== Dataset excerpts
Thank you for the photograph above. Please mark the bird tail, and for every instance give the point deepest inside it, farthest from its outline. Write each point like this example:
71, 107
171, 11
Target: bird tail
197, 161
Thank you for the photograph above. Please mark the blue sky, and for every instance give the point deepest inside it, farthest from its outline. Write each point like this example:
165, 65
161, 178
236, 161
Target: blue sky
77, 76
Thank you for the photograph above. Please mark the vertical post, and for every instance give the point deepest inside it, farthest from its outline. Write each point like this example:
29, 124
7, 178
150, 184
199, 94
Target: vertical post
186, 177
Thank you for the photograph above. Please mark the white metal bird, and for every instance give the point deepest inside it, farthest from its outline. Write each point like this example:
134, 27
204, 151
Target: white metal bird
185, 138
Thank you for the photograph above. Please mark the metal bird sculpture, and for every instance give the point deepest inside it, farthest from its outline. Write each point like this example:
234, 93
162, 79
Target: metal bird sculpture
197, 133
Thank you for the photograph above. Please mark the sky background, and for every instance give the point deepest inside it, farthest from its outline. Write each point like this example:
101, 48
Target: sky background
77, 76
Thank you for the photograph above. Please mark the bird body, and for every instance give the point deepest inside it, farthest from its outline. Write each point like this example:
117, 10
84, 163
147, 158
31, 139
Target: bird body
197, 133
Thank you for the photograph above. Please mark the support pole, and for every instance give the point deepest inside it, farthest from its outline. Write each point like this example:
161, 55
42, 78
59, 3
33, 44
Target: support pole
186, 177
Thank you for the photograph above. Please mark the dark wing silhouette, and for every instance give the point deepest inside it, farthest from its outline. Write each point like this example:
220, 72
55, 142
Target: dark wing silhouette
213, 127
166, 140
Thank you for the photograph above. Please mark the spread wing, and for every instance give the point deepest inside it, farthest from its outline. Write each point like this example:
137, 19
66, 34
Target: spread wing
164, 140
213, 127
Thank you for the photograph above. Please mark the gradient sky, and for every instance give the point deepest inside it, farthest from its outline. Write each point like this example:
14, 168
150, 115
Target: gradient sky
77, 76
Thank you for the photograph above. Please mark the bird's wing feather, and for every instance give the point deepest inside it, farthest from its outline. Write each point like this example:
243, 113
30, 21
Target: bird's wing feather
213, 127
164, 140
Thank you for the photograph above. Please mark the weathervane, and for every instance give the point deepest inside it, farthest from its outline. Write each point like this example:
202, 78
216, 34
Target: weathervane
====
Short exercise — Lay out all of the data above as a Markdown table with the columns Row and Line. Put one line in each row, numbered in order, and omit blank lines.

Final result —
| Row | Line |
|---|---|
| 1 | Thank you for the photograph above. Please mark the bird tail, and for every instance give the point deepest inside it, farthest from its outline. Write each point like this example: |
| 2 | 71, 107 |
| 3 | 171, 11 |
| 4 | Target: bird tail |
| 5 | 197, 161 |
| 6 | Thank you for the photograph above. Please mark the blue sky, and for every instance give the point deepest inside it, farthest from its outline. Write each point like this example: |
| 7 | 165, 65 |
| 8 | 161, 178 |
| 9 | 236, 161 |
| 10 | Target: blue sky |
| 11 | 77, 76 |
| 12 | Thank you for the photograph above. Please mark the vertical post, and for every instance give the point deepest inside it, farthest from its outline. Write each point like this example: |
| 13 | 29, 124 |
| 14 | 7, 178 |
| 15 | 150, 184 |
| 16 | 199, 94 |
| 17 | Target: vertical post |
| 18 | 186, 177 |
| 19 | Thank you for the photograph above. Please mark the white metal bird, and for every instance give the point deepest inside it, farthest from its outline. Write each point like this example: |
| 20 | 134, 27 |
| 21 | 204, 151 |
| 22 | Target: white metal bird |
| 23 | 185, 138 |
| 24 | Thank you for the photograph above. Please mark the metal bird sculpture, and for every instance give the point deepest inside it, farthest from its outline. Write each point like this example: |
| 25 | 234, 93 |
| 26 | 162, 79 |
| 27 | Target: metal bird sculpture |
| 28 | 197, 133 |
| 29 | Thank you for the photograph above. Please mark the sky background, and for every instance give the point deepest inside it, farthest from its outline. Write each point like this example: |
| 30 | 101, 48 |
| 31 | Target: sky background |
| 32 | 77, 76 |
| 33 | Thank you for the photograph above. Please mark the bird body, and for every instance give the point deepest inside it, farthest from its outline. Write each point like this example: |
| 34 | 117, 10 |
| 35 | 84, 163 |
| 36 | 147, 158 |
| 37 | 31, 139 |
| 38 | Target: bird body |
| 39 | 197, 133 |
| 40 | Thank you for the photograph above. Please mark the support pole, and for every instance give the point deepest inside it, farthest from its outline. Write each point like this example: |
| 41 | 161, 55 |
| 42 | 42, 78 |
| 43 | 59, 3 |
| 44 | 33, 44 |
| 45 | Target: support pole |
| 46 | 186, 177 |
| 47 | Thank you for the photograph above. Please mark the dark wing silhouette, and for every instance give the point deepest inside it, farthest from its outline. Write each point like this example: |
| 48 | 220, 72 |
| 49 | 55, 142 |
| 50 | Target: dark wing silhouette |
| 51 | 213, 127 |
| 52 | 166, 140 |
| 53 | Thank you for the photograph above. Please mark the spread wing, and for every instance give the point deepest inside it, farthest from its outline. Write each point like this example: |
| 54 | 137, 19 |
| 55 | 66, 34 |
| 56 | Target: spread wing |
| 57 | 164, 140 |
| 58 | 213, 127 |
| 59 | Thank you for the photograph above. Please mark the gradient sky, and for every instance give the point deepest inside it, farthest from its outline. Write each point like this example: |
| 60 | 14, 168 |
| 61 | 150, 115 |
| 62 | Target: gradient sky |
| 63 | 77, 76 |
| 64 | Thank you for the photograph above. Please mark the bird's wing feather, and for every instance give the point deepest inside it, farthest from its outline. Write each point like this example: |
| 65 | 243, 113 |
| 66 | 30, 21 |
| 67 | Target: bird's wing feather |
| 68 | 213, 127 |
| 69 | 164, 140 |
| 70 | Thank you for the photograph above. Please mark the weathervane, and for every instance give the point deepest inside it, farthest from its outline. Write each point like this example: |
| 71 | 202, 78 |
| 72 | 216, 34 |
| 73 | Target: weathervane |